WORK TASK » Continue the article on how Pittsburgh-area community news outlets covered the coronavirus pandemic, beginning after its final sentence.

When Pittsburgh’s two Jewish burial societies struggled with how to stay safe from the coronavirus, the Pittsburgh Jewish Chronicle told the heartbreaking story of one man’s decision to stop carrying out the purification rituals that are central to his religion.
“I feel horrible about it,” Jonathan Schachter, president of the Jewish Cemetery and Burial Association of Greater Pittsburgh, told the newspaper. “I feel like I’m letting the community down. I feel like I’m letting the family of the maitim [deceased] down. I feel like I’m letting my fellow chevra [burial society] down, but we’re in completely uncharted waters.”
It was the kind of story many us of who are struggling with the pandemic’s consequences can understand — but it’s also a story that few people beyond the publication’s usual readers would find on their own.
Similarly, Ambridge Connection, a volunteer news outlet in that community, offered its unique perspective on the memorial procession for Interim Police Chief Mark Romutis after he died on Sunday from complications related to the coronavirus. Other outlets reported on the chief’s death but not in the same hometown way.
The Mon Valley Independent recently ran a story about a benefit concert for a 47-year-old Donora man who died from the virus. Gazette 2.0 wrote about a Coraopolis distillery that shifted from making limoncello to hand sanitizer.

ENTRIES PROVIDED »
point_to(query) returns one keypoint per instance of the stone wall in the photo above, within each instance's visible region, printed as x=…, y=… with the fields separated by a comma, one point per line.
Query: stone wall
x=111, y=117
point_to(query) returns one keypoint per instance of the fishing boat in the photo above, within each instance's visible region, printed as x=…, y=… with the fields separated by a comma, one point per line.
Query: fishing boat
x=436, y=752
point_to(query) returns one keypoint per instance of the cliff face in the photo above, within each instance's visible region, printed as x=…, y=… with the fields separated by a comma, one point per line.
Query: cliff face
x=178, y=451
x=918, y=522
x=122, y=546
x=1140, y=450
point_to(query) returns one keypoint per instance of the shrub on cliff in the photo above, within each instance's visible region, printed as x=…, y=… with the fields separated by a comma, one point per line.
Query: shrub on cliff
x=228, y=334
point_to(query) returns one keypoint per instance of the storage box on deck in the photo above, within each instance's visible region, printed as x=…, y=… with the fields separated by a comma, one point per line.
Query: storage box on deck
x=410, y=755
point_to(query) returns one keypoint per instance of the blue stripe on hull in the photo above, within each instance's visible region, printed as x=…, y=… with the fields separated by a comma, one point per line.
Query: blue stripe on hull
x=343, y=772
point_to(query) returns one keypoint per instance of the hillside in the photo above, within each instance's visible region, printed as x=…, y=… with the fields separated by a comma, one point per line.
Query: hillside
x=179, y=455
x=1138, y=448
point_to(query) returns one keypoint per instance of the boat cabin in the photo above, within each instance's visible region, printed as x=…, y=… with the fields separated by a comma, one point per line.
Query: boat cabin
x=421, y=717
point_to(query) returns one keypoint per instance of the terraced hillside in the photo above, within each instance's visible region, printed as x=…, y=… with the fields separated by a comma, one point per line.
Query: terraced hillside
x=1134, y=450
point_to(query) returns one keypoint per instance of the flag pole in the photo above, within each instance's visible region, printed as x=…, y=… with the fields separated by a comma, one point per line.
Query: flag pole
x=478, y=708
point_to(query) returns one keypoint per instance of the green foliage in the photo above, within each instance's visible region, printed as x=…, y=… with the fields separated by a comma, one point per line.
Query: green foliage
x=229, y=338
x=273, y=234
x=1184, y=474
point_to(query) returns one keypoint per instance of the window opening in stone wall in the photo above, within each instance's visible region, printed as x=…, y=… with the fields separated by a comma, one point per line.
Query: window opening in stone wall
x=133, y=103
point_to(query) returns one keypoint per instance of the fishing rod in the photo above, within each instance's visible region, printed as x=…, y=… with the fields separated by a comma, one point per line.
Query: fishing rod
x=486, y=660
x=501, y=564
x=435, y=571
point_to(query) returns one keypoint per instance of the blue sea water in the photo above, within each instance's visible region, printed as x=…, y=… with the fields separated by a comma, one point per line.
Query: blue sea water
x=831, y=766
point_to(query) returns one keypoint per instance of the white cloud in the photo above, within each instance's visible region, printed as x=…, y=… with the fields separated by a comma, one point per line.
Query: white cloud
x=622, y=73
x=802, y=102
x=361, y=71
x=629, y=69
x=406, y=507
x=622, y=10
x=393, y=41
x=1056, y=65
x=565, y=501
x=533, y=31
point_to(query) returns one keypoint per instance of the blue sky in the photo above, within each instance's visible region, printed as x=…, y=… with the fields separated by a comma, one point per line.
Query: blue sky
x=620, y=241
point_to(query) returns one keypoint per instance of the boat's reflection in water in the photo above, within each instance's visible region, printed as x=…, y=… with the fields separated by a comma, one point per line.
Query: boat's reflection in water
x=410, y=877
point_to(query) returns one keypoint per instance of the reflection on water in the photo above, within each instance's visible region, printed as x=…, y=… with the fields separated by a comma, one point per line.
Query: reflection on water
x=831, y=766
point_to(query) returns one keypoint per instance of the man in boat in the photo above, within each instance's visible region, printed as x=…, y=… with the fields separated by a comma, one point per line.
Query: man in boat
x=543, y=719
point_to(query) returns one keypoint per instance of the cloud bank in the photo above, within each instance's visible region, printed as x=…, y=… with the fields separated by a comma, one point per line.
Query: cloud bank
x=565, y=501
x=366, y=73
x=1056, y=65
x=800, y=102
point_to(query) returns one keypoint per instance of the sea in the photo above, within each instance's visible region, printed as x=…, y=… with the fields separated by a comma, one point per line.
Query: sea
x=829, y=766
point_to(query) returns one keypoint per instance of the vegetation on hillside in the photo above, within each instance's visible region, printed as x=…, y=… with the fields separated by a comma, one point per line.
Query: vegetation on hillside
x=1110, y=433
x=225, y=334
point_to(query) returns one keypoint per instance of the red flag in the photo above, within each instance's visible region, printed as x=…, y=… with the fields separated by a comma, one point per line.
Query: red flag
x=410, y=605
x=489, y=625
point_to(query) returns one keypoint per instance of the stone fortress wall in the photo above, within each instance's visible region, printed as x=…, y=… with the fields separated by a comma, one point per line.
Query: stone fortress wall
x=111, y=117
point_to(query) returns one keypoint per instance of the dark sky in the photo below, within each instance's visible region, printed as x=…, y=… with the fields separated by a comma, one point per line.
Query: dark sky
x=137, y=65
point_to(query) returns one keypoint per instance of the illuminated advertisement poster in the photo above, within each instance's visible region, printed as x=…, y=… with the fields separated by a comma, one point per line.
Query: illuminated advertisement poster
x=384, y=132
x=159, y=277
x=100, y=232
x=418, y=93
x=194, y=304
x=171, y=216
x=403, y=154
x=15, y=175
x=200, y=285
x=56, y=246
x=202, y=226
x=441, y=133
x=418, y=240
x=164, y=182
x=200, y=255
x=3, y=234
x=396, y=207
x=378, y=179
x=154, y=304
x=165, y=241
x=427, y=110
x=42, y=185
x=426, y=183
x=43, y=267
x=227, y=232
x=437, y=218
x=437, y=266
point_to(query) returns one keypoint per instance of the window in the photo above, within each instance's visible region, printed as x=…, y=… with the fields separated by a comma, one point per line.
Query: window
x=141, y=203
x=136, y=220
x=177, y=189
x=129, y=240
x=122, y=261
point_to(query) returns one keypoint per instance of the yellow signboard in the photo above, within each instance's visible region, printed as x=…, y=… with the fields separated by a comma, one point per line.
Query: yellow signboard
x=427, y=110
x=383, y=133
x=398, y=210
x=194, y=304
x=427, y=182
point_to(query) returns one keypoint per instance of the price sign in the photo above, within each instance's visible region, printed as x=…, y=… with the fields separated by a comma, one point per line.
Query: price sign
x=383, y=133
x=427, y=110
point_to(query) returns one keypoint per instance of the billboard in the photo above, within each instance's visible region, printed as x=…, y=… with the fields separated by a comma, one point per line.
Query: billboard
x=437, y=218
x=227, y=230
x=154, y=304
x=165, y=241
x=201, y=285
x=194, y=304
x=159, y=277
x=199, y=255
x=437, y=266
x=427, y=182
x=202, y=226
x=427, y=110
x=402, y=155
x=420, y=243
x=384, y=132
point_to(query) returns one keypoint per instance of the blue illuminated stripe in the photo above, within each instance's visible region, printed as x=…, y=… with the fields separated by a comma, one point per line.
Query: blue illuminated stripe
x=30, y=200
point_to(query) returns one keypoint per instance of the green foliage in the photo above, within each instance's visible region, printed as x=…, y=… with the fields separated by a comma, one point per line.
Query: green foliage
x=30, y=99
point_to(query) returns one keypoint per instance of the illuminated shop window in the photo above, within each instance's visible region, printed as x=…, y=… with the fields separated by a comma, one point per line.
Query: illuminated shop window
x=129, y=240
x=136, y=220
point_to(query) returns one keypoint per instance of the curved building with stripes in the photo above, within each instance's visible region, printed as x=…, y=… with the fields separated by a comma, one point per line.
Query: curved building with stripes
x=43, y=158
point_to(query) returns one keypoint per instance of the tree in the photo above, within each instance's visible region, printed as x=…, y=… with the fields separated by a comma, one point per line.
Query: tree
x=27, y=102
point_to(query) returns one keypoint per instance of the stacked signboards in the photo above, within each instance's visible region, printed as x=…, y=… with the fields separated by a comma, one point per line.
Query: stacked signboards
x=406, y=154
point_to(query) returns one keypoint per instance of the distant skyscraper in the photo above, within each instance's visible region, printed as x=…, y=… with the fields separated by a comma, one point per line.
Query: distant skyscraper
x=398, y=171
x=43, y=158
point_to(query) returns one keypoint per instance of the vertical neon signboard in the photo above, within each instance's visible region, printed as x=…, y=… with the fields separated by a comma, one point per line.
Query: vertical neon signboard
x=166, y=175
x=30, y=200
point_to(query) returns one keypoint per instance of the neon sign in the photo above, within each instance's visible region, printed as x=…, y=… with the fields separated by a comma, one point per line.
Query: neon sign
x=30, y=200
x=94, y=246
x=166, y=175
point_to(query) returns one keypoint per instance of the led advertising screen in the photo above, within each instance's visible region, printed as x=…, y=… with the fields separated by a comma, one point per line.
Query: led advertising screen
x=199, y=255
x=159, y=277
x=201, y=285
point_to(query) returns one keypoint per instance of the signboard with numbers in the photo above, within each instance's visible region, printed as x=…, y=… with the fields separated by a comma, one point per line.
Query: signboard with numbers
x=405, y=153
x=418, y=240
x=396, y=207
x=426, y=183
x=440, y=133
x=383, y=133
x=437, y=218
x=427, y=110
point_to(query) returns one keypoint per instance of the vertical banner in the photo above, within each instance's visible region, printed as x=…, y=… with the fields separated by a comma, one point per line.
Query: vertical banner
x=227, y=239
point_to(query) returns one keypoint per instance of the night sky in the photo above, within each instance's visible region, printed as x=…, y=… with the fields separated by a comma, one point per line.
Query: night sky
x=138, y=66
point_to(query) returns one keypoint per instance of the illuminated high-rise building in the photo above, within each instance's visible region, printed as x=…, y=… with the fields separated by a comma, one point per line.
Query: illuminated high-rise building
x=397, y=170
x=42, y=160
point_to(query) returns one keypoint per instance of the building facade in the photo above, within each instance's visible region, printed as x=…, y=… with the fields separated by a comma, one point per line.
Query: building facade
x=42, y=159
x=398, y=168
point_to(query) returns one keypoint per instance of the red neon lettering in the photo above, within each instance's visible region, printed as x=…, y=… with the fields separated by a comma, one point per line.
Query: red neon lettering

WRITTEN RESPONSE »
All of these stories make up the larger narrative of our region as it deals with the pandemic, and each of them has value on its own. But no one person could expect to keep track of all the different ways in which local news outlets have covered this historic moment.
Some topics, like the coronavirus pandemic, are just too big for any one news outlet to cover on its own.
Instead, each news outlet can report from its own perspective — and then when they all come together, the combined pieces tell a richer community narrative.
That spirit inspired us more than a year ago to start working on a collaborative reporting project in southwestern Pennsylvania that would bring together news outlets across the region to work together on really big stories.
Journalists from 20 local newsrooms signed onto this idea, forming the Pittsburgh Media Partnership. The Center for Media Innovation at Point Park University facilitates the project, and AmyJo Brown, a veteran journalist from the area, serves as project editor. We planned to announce our first reporting project in late March.
Then, as you already know, everything changed. On a conference call with the media partners last month, we heard about advertising revenue vanishing, potential layoffs and cutbacks in reporting tools. One of the newsroom representatives lost his job the very next day.
The partnership quickly pivoted to supporting the newsrooms through the crisis — and to helping them tell this regional story, with all of their diversity and unique perspectives.
We have about $30,000 to help with reporting and about $20,000 for technology and infrastructure, which will be divided among the members. The money will go to efforts that support storytelling — rather than just to the partners — and about $10,000 will be set aside for freelancers (who can pitch their story ideas here).
Each news outlet will create its own content, which will appear on one unified project website, and some news outlets may choose to collaborate on a story or series of stories.
We announced the new partnership earlier this month, and we will be unveiling the project website with COVID-19 stories from all of the members within the coming days.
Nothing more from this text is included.